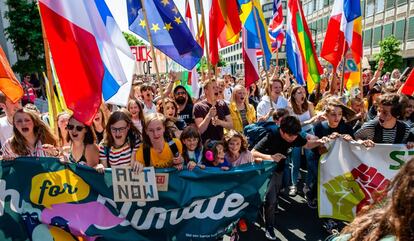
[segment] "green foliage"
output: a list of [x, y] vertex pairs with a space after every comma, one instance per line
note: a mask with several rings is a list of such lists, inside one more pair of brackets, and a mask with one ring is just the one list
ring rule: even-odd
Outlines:
[[39, 73], [45, 69], [42, 26], [37, 1], [7, 0], [9, 11], [6, 18], [10, 26], [5, 29], [6, 38], [11, 41], [19, 55], [13, 70], [21, 75]]
[[[227, 62], [224, 61], [223, 57], [219, 56], [219, 62], [217, 63], [217, 67], [225, 67], [227, 66]], [[210, 69], [213, 69], [213, 66], [210, 65]], [[200, 72], [201, 70], [207, 70], [207, 58], [203, 56], [200, 60], [200, 63], [197, 64], [197, 71]]]
[[380, 52], [374, 55], [374, 59], [377, 62], [376, 68], [378, 68], [379, 60], [384, 60], [382, 73], [392, 72], [394, 69], [401, 69], [403, 59], [400, 55], [400, 44], [400, 40], [396, 39], [393, 35], [379, 42]]
[[130, 33], [126, 33], [126, 32], [122, 32], [124, 34], [125, 39], [128, 42], [129, 46], [141, 46], [141, 45], [145, 45], [144, 41], [142, 41], [141, 39], [137, 38], [135, 35], [130, 34]]

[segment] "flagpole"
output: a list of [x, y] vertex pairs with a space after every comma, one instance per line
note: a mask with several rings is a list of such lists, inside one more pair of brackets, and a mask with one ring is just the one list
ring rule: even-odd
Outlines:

::::

▸ **WORK TO BE COMPLETED**:
Rewrite the lines above, replacing "vertex pairs" with "coordinate pairs" and leaving everything else unchanged. Omit the pictures from your output.

▸ **EXERCISE RESULT**:
[segment] "green foliage"
output: a list of [x, y] coordinate pairs with a space after every comma, one instance per line
note: a mask with several rings is a list of such lists, inside one more pair of brackets, and a mask with one ring is just the one list
ring rule: even-odd
Outlines:
[[39, 73], [45, 69], [42, 26], [37, 1], [7, 0], [9, 11], [6, 18], [10, 26], [5, 29], [6, 38], [11, 41], [19, 55], [13, 70], [21, 75]]
[[[227, 62], [224, 61], [223, 57], [219, 56], [219, 62], [217, 63], [217, 67], [225, 67], [227, 66]], [[210, 69], [213, 69], [213, 66], [210, 65]], [[200, 72], [201, 70], [207, 70], [207, 58], [203, 56], [200, 60], [200, 63], [197, 64], [197, 71]]]
[[380, 52], [374, 55], [374, 59], [377, 62], [376, 68], [378, 68], [379, 60], [384, 60], [382, 73], [392, 72], [394, 69], [401, 69], [403, 59], [400, 55], [400, 44], [400, 40], [396, 39], [393, 35], [379, 42]]
[[130, 33], [126, 33], [126, 32], [122, 32], [124, 34], [125, 39], [128, 42], [129, 46], [141, 46], [141, 45], [145, 45], [144, 41], [142, 41], [141, 39], [137, 38], [135, 35], [130, 34]]

[segment] "flagpole"
output: a list of [x, y] coordinate pairs with a space after every comma, one instance per line
note: a mask with several rings is a list of such lists, inside one more pair of brackets, and a mask with one ring is just the one list
ring rule: even-odd
Outlines:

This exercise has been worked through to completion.